**Written instruction**:
Copy out every line of the material below, changing nothing.

**Record set**:

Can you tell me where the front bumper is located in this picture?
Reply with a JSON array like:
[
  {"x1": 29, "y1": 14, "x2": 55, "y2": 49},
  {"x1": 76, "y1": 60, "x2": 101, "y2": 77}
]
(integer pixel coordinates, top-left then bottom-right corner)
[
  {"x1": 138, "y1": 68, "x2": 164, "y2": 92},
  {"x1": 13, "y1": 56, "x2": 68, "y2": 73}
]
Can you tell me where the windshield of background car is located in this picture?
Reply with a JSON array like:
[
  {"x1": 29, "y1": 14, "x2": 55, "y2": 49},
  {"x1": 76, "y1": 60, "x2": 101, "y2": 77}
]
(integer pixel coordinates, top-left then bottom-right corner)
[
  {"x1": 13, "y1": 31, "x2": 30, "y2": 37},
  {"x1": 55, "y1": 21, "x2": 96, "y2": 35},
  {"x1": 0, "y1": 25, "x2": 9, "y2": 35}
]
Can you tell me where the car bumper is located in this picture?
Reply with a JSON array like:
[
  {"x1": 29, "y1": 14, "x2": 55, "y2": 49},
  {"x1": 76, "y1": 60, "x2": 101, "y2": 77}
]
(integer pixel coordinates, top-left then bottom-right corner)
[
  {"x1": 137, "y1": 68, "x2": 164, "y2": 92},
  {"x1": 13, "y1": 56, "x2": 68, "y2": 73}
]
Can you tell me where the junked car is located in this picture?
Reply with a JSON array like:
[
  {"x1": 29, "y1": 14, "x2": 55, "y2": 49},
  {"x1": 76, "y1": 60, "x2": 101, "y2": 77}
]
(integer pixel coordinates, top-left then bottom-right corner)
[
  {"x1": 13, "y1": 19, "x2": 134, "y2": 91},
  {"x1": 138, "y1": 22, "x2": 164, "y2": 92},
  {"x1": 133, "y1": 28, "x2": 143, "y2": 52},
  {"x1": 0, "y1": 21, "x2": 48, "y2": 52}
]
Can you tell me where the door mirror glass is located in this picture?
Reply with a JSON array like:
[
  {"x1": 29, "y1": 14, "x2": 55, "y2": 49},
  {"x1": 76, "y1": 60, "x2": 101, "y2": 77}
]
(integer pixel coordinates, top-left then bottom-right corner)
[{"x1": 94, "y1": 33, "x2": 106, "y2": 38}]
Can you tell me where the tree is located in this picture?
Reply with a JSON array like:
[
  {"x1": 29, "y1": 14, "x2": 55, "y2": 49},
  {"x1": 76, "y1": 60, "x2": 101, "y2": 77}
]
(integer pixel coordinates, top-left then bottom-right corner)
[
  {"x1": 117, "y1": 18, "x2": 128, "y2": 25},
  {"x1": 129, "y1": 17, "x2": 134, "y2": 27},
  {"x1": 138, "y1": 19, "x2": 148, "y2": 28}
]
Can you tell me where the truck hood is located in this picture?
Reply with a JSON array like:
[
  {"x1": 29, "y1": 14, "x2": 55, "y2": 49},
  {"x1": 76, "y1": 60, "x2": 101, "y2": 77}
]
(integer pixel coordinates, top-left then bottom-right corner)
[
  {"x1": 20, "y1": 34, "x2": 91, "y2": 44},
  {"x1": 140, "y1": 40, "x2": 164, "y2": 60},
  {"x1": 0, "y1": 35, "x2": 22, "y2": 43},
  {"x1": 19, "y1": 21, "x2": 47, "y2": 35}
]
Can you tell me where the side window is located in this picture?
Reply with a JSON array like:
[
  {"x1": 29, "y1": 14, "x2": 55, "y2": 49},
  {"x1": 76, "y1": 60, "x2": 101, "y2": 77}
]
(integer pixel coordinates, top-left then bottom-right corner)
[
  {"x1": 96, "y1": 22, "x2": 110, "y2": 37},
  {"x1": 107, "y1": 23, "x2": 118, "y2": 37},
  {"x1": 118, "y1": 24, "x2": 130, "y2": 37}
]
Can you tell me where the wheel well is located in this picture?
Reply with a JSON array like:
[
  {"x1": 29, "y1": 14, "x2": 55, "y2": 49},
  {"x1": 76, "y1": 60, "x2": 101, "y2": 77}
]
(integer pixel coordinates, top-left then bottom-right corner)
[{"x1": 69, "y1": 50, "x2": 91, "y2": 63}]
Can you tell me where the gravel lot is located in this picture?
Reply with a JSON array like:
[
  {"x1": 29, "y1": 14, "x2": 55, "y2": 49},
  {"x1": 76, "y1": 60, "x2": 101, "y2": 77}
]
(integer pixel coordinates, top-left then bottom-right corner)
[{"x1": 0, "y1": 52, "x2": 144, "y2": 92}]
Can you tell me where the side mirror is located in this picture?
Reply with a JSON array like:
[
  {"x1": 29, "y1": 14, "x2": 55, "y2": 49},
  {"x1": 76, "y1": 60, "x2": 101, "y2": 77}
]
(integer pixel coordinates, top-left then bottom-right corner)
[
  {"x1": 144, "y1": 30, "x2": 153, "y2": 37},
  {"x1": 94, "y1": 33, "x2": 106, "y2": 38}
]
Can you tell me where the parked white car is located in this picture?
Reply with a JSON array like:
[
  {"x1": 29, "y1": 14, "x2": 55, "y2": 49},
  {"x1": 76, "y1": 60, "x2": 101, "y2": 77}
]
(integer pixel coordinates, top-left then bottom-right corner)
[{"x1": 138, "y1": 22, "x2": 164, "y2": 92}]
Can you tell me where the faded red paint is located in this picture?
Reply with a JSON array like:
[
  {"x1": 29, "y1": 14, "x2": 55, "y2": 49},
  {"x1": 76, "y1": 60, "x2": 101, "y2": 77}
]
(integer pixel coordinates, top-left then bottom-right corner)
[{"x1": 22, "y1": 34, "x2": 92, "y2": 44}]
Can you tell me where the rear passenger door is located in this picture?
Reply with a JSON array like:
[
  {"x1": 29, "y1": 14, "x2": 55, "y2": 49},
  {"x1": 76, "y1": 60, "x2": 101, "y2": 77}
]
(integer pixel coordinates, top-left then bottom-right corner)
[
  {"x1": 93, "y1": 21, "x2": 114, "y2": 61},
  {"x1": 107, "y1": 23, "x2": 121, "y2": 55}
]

**Written response**:
Can you tell me where the front bumper is located in this picture?
Reply with a JSON array like:
[
  {"x1": 29, "y1": 14, "x2": 55, "y2": 49},
  {"x1": 76, "y1": 60, "x2": 101, "y2": 77}
]
(integer pixel coordinates, top-left then bottom-right corner)
[
  {"x1": 138, "y1": 68, "x2": 164, "y2": 92},
  {"x1": 13, "y1": 56, "x2": 68, "y2": 73}
]
Can you tell me where the windshield of background car is located in this picture?
Reply with a JSON array like:
[
  {"x1": 29, "y1": 14, "x2": 55, "y2": 49},
  {"x1": 76, "y1": 60, "x2": 101, "y2": 77}
]
(integer pixel coordinates, top-left then bottom-right corner)
[
  {"x1": 13, "y1": 31, "x2": 30, "y2": 37},
  {"x1": 55, "y1": 21, "x2": 96, "y2": 35},
  {"x1": 0, "y1": 25, "x2": 9, "y2": 35}
]
Can you tell me where the car bumper is located in this picture?
Reply with a JSON array like:
[
  {"x1": 29, "y1": 14, "x2": 55, "y2": 49},
  {"x1": 76, "y1": 60, "x2": 101, "y2": 77}
]
(integer pixel coordinates, top-left then bottom-right corner)
[
  {"x1": 137, "y1": 68, "x2": 164, "y2": 92},
  {"x1": 13, "y1": 56, "x2": 68, "y2": 73}
]
Can you tell me where the junked car is located in this picture?
Reply with a JSON array like:
[
  {"x1": 29, "y1": 14, "x2": 55, "y2": 49},
  {"x1": 76, "y1": 60, "x2": 101, "y2": 77}
]
(integer pixel coordinates, top-left then bottom-right corner)
[
  {"x1": 13, "y1": 19, "x2": 134, "y2": 91},
  {"x1": 138, "y1": 22, "x2": 164, "y2": 92},
  {"x1": 133, "y1": 28, "x2": 143, "y2": 52},
  {"x1": 0, "y1": 21, "x2": 48, "y2": 52}
]
Can you tell me where the door mirror glass is located in this picture?
Reply with a JSON array like:
[
  {"x1": 29, "y1": 14, "x2": 55, "y2": 49},
  {"x1": 76, "y1": 60, "x2": 101, "y2": 77}
]
(integer pixel coordinates, top-left then bottom-right corner)
[{"x1": 94, "y1": 33, "x2": 106, "y2": 38}]
Can you tell me where the tree is located in this picture?
Reply with a JSON array like:
[
  {"x1": 29, "y1": 14, "x2": 55, "y2": 49},
  {"x1": 76, "y1": 60, "x2": 101, "y2": 77}
]
(integer pixel coordinates, top-left then bottom-right corner)
[
  {"x1": 117, "y1": 18, "x2": 128, "y2": 25},
  {"x1": 129, "y1": 17, "x2": 134, "y2": 27},
  {"x1": 138, "y1": 19, "x2": 148, "y2": 28}
]
Can you tell me where the truck hood is located in this picture?
Reply with a JSON array like:
[
  {"x1": 29, "y1": 14, "x2": 55, "y2": 49},
  {"x1": 76, "y1": 60, "x2": 101, "y2": 77}
]
(integer pixel coordinates, top-left then bottom-right corner)
[
  {"x1": 20, "y1": 34, "x2": 91, "y2": 44},
  {"x1": 140, "y1": 40, "x2": 164, "y2": 60},
  {"x1": 0, "y1": 35, "x2": 22, "y2": 43},
  {"x1": 19, "y1": 21, "x2": 47, "y2": 35}
]
Can you tell me where the side window is located in this picture?
Reply with a JSON array like:
[
  {"x1": 29, "y1": 14, "x2": 55, "y2": 49},
  {"x1": 76, "y1": 60, "x2": 101, "y2": 77}
]
(integer pixel coordinates, top-left then bottom-right corner)
[
  {"x1": 96, "y1": 22, "x2": 110, "y2": 37},
  {"x1": 107, "y1": 23, "x2": 118, "y2": 37},
  {"x1": 118, "y1": 24, "x2": 130, "y2": 37}
]
Can you tell me where the wheel well is located in this picture?
Reply with a JSON array like:
[
  {"x1": 29, "y1": 14, "x2": 55, "y2": 49},
  {"x1": 76, "y1": 60, "x2": 101, "y2": 77}
]
(integer pixel coordinates, top-left then bottom-right corner)
[{"x1": 69, "y1": 50, "x2": 91, "y2": 63}]
Can you tell me where the gravel lot is located in this picture?
Reply with a JSON array like:
[
  {"x1": 29, "y1": 14, "x2": 55, "y2": 49},
  {"x1": 76, "y1": 60, "x2": 101, "y2": 77}
]
(integer pixel coordinates, top-left then bottom-right corner)
[{"x1": 0, "y1": 52, "x2": 144, "y2": 92}]
Can you tell me where the side mirror is located in this picture?
Reply with a JSON array like:
[
  {"x1": 29, "y1": 14, "x2": 55, "y2": 49},
  {"x1": 76, "y1": 60, "x2": 101, "y2": 77}
]
(integer pixel coordinates, top-left then bottom-right corner)
[
  {"x1": 144, "y1": 30, "x2": 153, "y2": 37},
  {"x1": 94, "y1": 33, "x2": 106, "y2": 38}
]
Can you tell me where the parked white car is located in this picture?
Reply with a JSON array like:
[
  {"x1": 29, "y1": 14, "x2": 55, "y2": 49},
  {"x1": 76, "y1": 60, "x2": 101, "y2": 77}
]
(integer pixel coordinates, top-left then bottom-right corner)
[{"x1": 138, "y1": 22, "x2": 164, "y2": 92}]
Can you tell me where the faded red paint is located in this picture?
Reply with a JSON array like:
[
  {"x1": 29, "y1": 14, "x2": 55, "y2": 49},
  {"x1": 76, "y1": 60, "x2": 101, "y2": 77}
]
(integer pixel coordinates, top-left then bottom-right corner)
[{"x1": 22, "y1": 34, "x2": 92, "y2": 44}]
Can you tell me where the rear passenger door is located in this picture?
Reply with a JSON array like:
[
  {"x1": 29, "y1": 14, "x2": 55, "y2": 49},
  {"x1": 76, "y1": 60, "x2": 101, "y2": 77}
]
(integer pixel coordinates, top-left then bottom-right corner)
[
  {"x1": 93, "y1": 21, "x2": 114, "y2": 61},
  {"x1": 107, "y1": 23, "x2": 121, "y2": 55}
]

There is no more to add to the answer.